Author Playlists

Matthew Binder’s Playlist for His Novel “Pure Cosmos Club”

“Sometimes I think I had to lose music to find writing, though maybe that’s not right because while I don’t do it like I used to, I still can’t keep from writing my songs.”

In the Book Notes series, authors create and discuss a music playlist that relates in some way to their recently published book.

Previous contributors include Jesmyn Ward, Lauren Groff, Bret Easton Ellis, Celeste Ng, T.C. Boyle, Dana Spiotta, Amy Bloom, Aimee Bender, Roxane Gay, and many others.

Matthew Binder’s Pure Cosmos Club is one of the funniest novels I have read in years, a propulsive and thought-provoking satire of the art world. And my favorite fictional dog, ever.

Clancy Martin wrote of the book:

“Binder is our American Murakami. He takes tragic themes and makes them hilarious but also mind-blowing, cosmos erupting. Binder’s enormous delight in language and life is irresistible.”

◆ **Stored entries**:
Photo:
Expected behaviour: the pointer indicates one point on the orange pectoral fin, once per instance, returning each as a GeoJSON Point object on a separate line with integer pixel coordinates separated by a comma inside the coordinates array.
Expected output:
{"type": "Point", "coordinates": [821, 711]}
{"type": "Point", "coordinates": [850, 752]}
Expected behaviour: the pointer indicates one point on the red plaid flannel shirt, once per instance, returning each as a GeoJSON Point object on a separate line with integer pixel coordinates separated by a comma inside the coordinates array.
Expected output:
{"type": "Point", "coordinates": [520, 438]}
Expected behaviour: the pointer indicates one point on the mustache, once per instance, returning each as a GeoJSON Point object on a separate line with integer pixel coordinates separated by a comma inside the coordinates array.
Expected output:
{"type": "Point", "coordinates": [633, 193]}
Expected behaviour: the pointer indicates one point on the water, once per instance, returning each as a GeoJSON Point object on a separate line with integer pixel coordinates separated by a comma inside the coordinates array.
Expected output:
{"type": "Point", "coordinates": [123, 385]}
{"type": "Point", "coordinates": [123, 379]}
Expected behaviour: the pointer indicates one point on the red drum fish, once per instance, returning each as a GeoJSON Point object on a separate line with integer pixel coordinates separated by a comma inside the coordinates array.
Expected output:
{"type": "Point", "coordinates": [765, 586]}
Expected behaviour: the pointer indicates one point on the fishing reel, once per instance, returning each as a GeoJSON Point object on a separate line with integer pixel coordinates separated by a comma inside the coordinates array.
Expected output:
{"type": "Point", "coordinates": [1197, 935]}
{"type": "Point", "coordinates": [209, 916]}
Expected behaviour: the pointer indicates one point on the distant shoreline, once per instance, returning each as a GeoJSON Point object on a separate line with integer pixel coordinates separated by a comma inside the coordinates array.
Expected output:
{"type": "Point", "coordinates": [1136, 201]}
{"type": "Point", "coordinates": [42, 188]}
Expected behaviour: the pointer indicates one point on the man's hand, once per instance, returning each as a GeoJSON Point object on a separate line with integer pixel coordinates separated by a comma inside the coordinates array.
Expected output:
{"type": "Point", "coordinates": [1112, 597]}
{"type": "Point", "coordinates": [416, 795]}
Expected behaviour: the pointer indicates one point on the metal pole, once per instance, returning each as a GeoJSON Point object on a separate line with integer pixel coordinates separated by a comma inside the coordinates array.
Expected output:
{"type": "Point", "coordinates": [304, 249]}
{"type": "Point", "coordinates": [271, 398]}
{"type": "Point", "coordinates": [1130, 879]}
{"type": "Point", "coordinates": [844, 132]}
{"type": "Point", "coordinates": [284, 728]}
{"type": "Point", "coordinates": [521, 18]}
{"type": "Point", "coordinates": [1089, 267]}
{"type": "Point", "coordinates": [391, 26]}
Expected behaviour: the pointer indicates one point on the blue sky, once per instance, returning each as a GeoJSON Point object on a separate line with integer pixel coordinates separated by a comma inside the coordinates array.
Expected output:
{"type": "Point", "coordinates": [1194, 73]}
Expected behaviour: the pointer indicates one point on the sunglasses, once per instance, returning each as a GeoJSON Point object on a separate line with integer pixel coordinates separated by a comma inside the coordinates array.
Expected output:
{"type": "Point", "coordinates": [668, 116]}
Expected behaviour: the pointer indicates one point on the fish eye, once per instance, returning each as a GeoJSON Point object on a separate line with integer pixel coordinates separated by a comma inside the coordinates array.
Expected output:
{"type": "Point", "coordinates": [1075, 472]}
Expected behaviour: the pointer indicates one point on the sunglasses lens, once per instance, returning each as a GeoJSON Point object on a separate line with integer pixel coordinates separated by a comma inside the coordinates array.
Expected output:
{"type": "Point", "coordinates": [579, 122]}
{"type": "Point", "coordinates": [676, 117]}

◆ **Problem to solve**: In the Book Notes page, which previous contributors are named after Celeste Ng? List them in order.

◆ **Response area**: T.C. Boyle, Dana Spiotta, Amy Bloom, Aimee Bender, Roxane Gay